▸ Extracted text
☆ ☆ ☆

A function has to be written that returns a structure consisting of rows. The first element in the row is the subject or key for the rest of the row. All the elements in each row of the structure returned, are anagrams of one another. The first element in each row is detached from the rest of the elements in the row. In fact, the structure returned, is a hash table.

For the program below, all the above words, except those in the first column, are considered as the dictionary. They are sent into the program in reverse order, beginning from weathers, then wreathes and then ending with acre and acre, in that order. They are sent as one array (one list). The output has to be the above table, with the first word in each row being the key of the returned hash table. The rest of the row is the corresponding list of anagrams. The key is the group of letters arranged alphabetically.

In JavaScript the hash table to use is the map data structure. The hash table is returned with the keys as shown in the table above (similar). Each list will not necessarily be arranged in ascending order, in order to reduce the total running time of the whole function.

The algorithm function will operate as follows:

- Get the first word from the input array. Sort it by letters and use the sorted copy as a key in the hash table.
- Every word obtained from the input array (input list) is sorted first.

☆ ☆ ☆

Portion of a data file
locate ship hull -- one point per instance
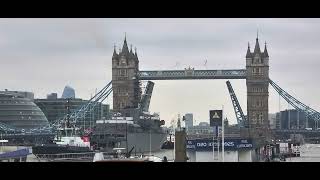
(58, 149)
(141, 142)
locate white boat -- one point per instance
(119, 156)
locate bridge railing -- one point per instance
(192, 74)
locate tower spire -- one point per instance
(125, 49)
(248, 51)
(265, 50)
(257, 46)
(135, 53)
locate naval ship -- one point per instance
(140, 135)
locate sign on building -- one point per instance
(229, 144)
(215, 117)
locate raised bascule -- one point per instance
(130, 100)
(127, 94)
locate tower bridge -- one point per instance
(126, 77)
(128, 97)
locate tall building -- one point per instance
(68, 92)
(125, 84)
(272, 121)
(188, 120)
(55, 109)
(52, 96)
(18, 110)
(257, 65)
(292, 119)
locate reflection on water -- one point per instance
(308, 153)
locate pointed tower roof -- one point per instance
(135, 53)
(257, 47)
(265, 50)
(125, 49)
(131, 52)
(248, 55)
(115, 55)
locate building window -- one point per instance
(123, 72)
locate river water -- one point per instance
(308, 153)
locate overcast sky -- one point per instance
(44, 55)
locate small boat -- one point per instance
(67, 141)
(119, 156)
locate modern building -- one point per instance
(188, 120)
(55, 109)
(272, 121)
(292, 119)
(18, 110)
(68, 92)
(52, 96)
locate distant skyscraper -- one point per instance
(68, 92)
(189, 120)
(52, 96)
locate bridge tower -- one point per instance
(257, 80)
(125, 84)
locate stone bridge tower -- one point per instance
(257, 65)
(125, 84)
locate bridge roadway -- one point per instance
(192, 74)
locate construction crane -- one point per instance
(241, 119)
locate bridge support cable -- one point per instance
(298, 105)
(241, 119)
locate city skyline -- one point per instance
(44, 55)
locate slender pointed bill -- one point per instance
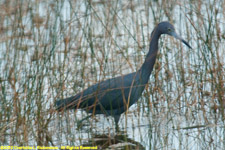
(174, 34)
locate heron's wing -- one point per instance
(108, 94)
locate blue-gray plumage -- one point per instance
(114, 96)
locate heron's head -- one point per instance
(167, 28)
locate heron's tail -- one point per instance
(64, 104)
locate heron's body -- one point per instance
(114, 96)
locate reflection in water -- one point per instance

☆ ☆ ☆

▸ Work instructions
Copy the full text about grouping anagrams in a hash table, word for word.

▸ Solution to the problem
A function has to be written that returns a structure consisting of rows. The first element in the row is the subject or key for the rest of the row. All the elements in each row of the structure returned, are anagrams of one another. The first element in each row is detached from the rest of the elements in the row. In fact, the structure returned, is a hash table.

For the program below, all the above words, except those in the first column, are considered as the dictionary. They are sent into the program in reverse order, beginning from weathers, then wreathes and then ending with acre and acre, in that order. They are sent as one array (one list). The output has to be the above table, with the first word in each row being the key of the returned hash table. The rest of the row is the corresponding list of anagrams. The key is the group of letters arranged alphabetically.

In JavaScript the hash table to use is the map data structure. The hash table is returned with the keys as shown in the table above (similar). Each list will not necessarily be arranged in ascending order, in order to reduce the total running time of the whole function.

The algorithm function will operate as follows:

- Get the first word from the input array. Sort it by letters and use the sorted copy as a key in the hash table.
- Every word obtained from the input array (input list) is sorted first.